■ What is needed:
Set down each line of the data below exactly.

--- Data supplied Enclosed Below ---

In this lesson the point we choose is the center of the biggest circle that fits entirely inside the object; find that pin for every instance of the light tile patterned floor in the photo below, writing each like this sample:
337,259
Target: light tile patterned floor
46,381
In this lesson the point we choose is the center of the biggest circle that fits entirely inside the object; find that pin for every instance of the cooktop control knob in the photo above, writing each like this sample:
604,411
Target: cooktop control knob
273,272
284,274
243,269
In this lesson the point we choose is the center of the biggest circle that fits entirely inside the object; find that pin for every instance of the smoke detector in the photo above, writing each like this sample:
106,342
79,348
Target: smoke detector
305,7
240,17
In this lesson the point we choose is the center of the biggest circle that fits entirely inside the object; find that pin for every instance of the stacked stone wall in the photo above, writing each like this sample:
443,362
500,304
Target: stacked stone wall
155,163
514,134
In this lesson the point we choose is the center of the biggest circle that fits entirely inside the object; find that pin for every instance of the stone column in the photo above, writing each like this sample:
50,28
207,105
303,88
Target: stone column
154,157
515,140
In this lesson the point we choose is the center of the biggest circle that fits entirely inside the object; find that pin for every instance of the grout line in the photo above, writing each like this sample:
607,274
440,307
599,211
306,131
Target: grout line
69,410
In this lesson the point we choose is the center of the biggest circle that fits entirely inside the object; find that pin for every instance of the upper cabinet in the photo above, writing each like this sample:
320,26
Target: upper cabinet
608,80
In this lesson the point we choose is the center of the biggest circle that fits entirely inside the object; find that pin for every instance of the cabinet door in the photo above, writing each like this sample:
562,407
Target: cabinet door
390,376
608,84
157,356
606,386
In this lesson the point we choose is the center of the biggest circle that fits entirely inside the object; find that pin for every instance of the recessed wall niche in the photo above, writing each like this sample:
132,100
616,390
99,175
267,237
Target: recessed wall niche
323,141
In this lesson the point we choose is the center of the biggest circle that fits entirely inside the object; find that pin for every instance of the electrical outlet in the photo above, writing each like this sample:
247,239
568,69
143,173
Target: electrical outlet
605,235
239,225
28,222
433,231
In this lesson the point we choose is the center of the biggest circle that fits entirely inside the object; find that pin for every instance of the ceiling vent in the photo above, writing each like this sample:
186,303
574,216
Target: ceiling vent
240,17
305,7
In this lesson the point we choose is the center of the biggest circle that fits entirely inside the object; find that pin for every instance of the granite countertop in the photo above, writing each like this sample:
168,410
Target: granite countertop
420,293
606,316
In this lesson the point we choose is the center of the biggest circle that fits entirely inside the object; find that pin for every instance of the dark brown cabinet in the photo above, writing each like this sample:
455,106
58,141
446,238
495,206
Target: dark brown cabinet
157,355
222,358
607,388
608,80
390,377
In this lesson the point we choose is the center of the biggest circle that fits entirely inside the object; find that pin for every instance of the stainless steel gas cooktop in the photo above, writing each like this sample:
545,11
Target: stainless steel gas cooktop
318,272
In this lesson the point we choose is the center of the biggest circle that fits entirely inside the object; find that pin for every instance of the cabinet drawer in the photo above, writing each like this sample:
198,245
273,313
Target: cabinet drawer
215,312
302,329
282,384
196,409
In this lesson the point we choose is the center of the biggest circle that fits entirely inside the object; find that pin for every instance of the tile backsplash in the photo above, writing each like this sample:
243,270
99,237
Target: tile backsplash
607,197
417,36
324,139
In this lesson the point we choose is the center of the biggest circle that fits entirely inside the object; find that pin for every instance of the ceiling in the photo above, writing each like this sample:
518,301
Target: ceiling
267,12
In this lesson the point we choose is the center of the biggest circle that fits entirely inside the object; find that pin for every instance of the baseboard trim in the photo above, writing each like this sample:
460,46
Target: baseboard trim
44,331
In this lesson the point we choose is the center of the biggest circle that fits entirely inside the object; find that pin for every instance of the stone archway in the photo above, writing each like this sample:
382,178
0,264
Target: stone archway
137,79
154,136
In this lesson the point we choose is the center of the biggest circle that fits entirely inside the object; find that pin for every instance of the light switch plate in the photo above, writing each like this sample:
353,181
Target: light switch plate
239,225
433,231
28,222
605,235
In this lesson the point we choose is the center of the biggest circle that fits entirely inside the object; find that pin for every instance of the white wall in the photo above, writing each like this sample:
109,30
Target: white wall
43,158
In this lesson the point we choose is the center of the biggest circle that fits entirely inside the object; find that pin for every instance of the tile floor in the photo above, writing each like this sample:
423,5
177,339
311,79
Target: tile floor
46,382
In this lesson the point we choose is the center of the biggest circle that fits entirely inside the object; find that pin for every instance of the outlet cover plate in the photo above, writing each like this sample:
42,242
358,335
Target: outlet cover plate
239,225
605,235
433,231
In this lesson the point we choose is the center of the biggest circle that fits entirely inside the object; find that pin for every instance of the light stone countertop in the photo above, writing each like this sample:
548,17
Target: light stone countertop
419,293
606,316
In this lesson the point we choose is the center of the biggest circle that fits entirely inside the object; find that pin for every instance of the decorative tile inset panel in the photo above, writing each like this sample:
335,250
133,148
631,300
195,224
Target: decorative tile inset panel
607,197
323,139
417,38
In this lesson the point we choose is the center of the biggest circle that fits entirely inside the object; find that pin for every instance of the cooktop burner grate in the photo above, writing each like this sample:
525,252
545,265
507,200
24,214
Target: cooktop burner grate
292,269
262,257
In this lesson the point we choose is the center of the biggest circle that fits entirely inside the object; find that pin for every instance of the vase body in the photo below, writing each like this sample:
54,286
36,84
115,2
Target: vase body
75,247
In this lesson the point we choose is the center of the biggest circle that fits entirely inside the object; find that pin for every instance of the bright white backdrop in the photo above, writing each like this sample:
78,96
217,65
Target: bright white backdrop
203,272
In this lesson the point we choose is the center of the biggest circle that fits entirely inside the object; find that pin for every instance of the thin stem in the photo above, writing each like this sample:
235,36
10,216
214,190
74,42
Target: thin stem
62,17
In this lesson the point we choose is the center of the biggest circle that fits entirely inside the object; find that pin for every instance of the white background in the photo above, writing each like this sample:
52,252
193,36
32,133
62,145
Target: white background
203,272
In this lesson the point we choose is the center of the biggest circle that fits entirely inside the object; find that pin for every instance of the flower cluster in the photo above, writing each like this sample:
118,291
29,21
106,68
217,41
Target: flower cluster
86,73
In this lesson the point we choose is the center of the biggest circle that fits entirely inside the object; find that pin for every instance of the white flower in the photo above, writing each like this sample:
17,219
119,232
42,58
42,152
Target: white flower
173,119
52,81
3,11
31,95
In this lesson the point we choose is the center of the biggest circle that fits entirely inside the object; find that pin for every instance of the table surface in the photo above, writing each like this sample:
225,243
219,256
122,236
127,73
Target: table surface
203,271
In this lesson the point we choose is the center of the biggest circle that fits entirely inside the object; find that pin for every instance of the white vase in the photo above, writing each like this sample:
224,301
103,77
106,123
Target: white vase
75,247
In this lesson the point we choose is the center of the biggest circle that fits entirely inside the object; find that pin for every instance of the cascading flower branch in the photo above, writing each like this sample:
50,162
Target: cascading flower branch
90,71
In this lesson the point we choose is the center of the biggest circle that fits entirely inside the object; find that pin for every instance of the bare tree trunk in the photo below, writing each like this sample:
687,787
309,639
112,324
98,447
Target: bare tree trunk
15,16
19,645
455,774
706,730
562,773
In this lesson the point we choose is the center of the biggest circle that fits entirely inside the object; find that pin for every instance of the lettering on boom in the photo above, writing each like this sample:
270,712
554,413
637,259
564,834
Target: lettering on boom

--- End of Enclosed Data supplied ---

■ Your solution:
In this lesson the point we choose is the center of the biggest circle that fits entirely inside the object; find that pin for every instance of the light tile patterned floor in the photo below, writing each like this sample:
337,259
Target: light tile patterned floor
46,381
In this lesson the point we choose is the center of the biggest circle that fits entirely inside the object; find that pin for every instance of the cooktop control knob in the photo above, writing each like this sample:
604,411
Target: cooktop control knob
273,272
284,274
243,269
In this lesson the point we choose is the center of the biggest circle that fits entirely inside the object; find that pin for every instance of the smoke detector in the photo above, writing each like this sample:
106,342
79,348
Target: smoke detector
305,7
240,17
In this lesson the point we choose is the center of the biggest circle that fits entirely inside the object; find that pin for every instance of the stacked stone wall in the photo above, writing each like this sample:
443,362
500,304
Target: stacked stone wall
155,163
514,134
In this lesson the point we choose is the center of the biggest circle that fits entirely inside the object; find that pin for every instance of the stone column in the photo above, writing each like this sample:
50,28
207,105
303,88
Target: stone column
154,157
515,140
In this lesson the point we choose is the center of the biggest circle that fits entirely inside the object; find that pin for every instance of the grout line in the photo above, writing each like this sample:
607,274
440,307
599,211
306,131
Target: grout line
69,410
In this lesson the point we choose is the center of the biggest circle that fits entirely inside the object; find that pin for every instance of the upper cabinet in the photo above, writing each like this sample:
320,26
Target: upper cabinet
608,80
In this lesson the point we choose is the center of the biggest circle that fits entirely inside the object; find that pin for every instance of the cabinet door in the photo above, writing each like this sample:
562,407
Target: cabinet door
390,376
608,84
157,356
606,386
In this lesson the point we choose is the center of the biggest circle that fits entirely inside the object; find that pin for every instance of the recessed wall niche in the photo above, writing each like this sample:
132,100
616,390
99,175
267,237
Target: recessed wall niche
323,141
In this lesson the point we choose is the center of the biggest circle that fits entirely inside the object; find that pin for every instance of the electrical outlet in the photo above, writing each like this sample:
247,239
568,69
143,173
Target: electrical outlet
605,235
239,225
28,222
433,231
In this lesson the point we choose is the center of the biggest circle that fits entirely inside the object; find that pin for every instance of the ceiling vent in the photo above, writing each like this sample:
186,303
574,216
Target: ceiling vent
240,17
305,7
In this lesson the point we choose is the center of the biggest circle that fits entirely inside the object; find that pin for every instance of the granite countertop in the photo above, writing each like this sample:
168,410
Target: granite countertop
420,293
606,316
In this lesson the point we choose is the center of the biggest circle that fits entirely inside the object; find that pin for every instance of the dark brown cabinet in the photo above, writing each like this sample:
455,106
58,141
446,238
495,206
Target: dark brown cabinet
157,355
222,358
607,388
608,80
390,377
In this lesson the point we choose is the center of the biggest circle that fits entirely inside the object; find that pin for every instance of the stainless steel gas cooktop in the photo above, writing each like this sample:
545,11
Target: stainless steel gas cooktop
318,272
In this lesson the point we choose is the center of the biggest circle that fits entirely inside the object; find that pin for every instance of the cabinet drawer in the photo above, writing each like this sample:
198,245
273,313
Target: cabinet drawer
215,312
302,329
282,384
196,409
In this lesson the point we choose is the center of the biggest circle that fits entirely inside the object; find that pin for every instance of the tile backsplash in the photo above, writing each like this sample:
243,270
99,237
Target: tile backsplash
607,197
417,36
324,139
In this lesson the point we choose is the center of the biggest circle that fits entirely inside the object; find that pin for every instance of the ceiling in the photo above, writing each like this sample:
518,301
Target: ceiling
267,12
In this lesson the point we choose is the center of the biggest circle that fits entirely inside the object; find that pin for every instance of the baseboard trim in the photo above, writing each like this sample:
460,46
Target: baseboard trim
44,331
In this lesson the point we choose is the center of the biggest circle that fits entirely inside the object; find that pin for every instance of the stone archway in the photo above, writing each like this sample:
382,178
0,264
Target: stone archway
137,79
154,136
In this lesson the point we choose is the center of the biggest circle that fits entirely inside the object; find that pin for every instance of the light switch plate in the photo above, writing each like this sample:
353,181
Target: light switch plate
239,225
433,231
28,222
605,235
In this lesson the point we choose is the center of the biggest circle that fits entirely inside the object; find that pin for every instance of the white wall in the photo above, writing each like this sample:
109,30
Target: white wall
43,158
In this lesson the point we choose is the center of the biggest circle that fits entirely inside the object; find that pin for every instance of the tile floor in the photo above, writing each like this sample:
423,5
177,339
311,79
Target: tile floor
46,382
In this lesson the point we choose is the center of the biggest circle that fits entirely inside the object; find that pin for every instance of the outlet cover plate in the photo above, writing each like this sample:
42,242
358,335
Target: outlet cover plate
239,225
605,235
433,231
In this lesson the point we choose is the center of the biggest circle that fits entirely inside the object; find that pin for every instance of the light stone countertop in the photo above, writing each like this sample:
548,17
Target: light stone countertop
419,293
606,316
In this lesson the point we choose is the center of the biggest circle that fits entirely inside the object; find that pin for every instance of the decorative tile inset panel in the photo above, writing each like this sample:
335,250
133,148
631,300
195,224
Target: decorative tile inset panel
607,197
323,139
417,38
In this lesson the point we choose is the center of the biggest circle that fits entirely inside the object; find that pin for every instance of the cooktop burner grate in the photo above, writing each like this sample:
525,252
545,265
507,200
24,214
Target: cooktop burner grate
292,269
262,257
In this lesson the point we choose is the center of the biggest circle that fits entirely inside the object; find that pin for every instance of the vase body in the photo below, writing each like this sample:
54,286
36,84
115,2
Target: vase body
75,247
In this lesson the point we choose is the center of the biggest circle that fits entirely inside the object; find that pin for every instance of the bright white backdrop in the photo above, writing each like this sample:
78,96
217,65
Target: bright white backdrop
203,272
In this lesson the point we choose is the center of the biggest circle that fits entirely inside the object; find that pin for every instance of the thin stem in the photo above, writing each like this sample:
235,36
10,216
214,190
74,42
Target: thin stem
62,17
In this lesson the point we choose is the center of the biggest circle that fits entirely inside the object; find that pin for every instance of the white background in the photo above, writing each like this sample:
52,252
193,36
32,133
62,145
Target: white background
203,272
In this lesson the point we choose is the center of the biggest circle that fits entirely inside the object; find that pin for every instance of the flower cluster in the photo above, writing each like this sample:
118,291
29,21
106,68
217,41
Target: flower cluster
86,73
In this lesson the point we choose is the center of the biggest circle that fits entirely inside the object; find that pin for every instance of the white flower in the photo above, writing each like this sample:
17,219
119,232
42,58
42,152
Target: white flower
173,119
52,81
3,11
31,95
In this lesson the point we choose is the center of the biggest circle that fits entirely inside the object; find that pin for every instance of the table surface in the photo above, writing each like this sample:
225,243
219,256
122,236
127,73
Target: table surface
203,271
In this lesson the point we choose is the center of the biggest circle that fits entirely inside the object; find that pin for every instance of the white vase in the photo above, writing each like this sample:
224,301
103,77
106,123
Target: white vase
75,247
In this lesson the point we choose is the center of the biggest circle that fits entirely inside the object; find that pin for every instance of the cascading flower branch in the photo above, writing each like this sample:
50,162
Target: cascading flower branch
90,71
In this lesson the point we choose is the center of the biggest circle that fits entirely inside the object; find that pin for every instance of the bare tree trunk in the photo below, writing each like this sample:
687,787
309,639
112,324
98,447
Target: bare tree trunk
15,16
19,645
455,774
706,730
562,773
In this lesson the point we choose is the center of the biggest circle that fits entirely inside the object; find that pin for every instance of the lettering on boom in the photo above, writing each like this sample:
270,712
554,413
637,259
564,834
Target: lettering on boom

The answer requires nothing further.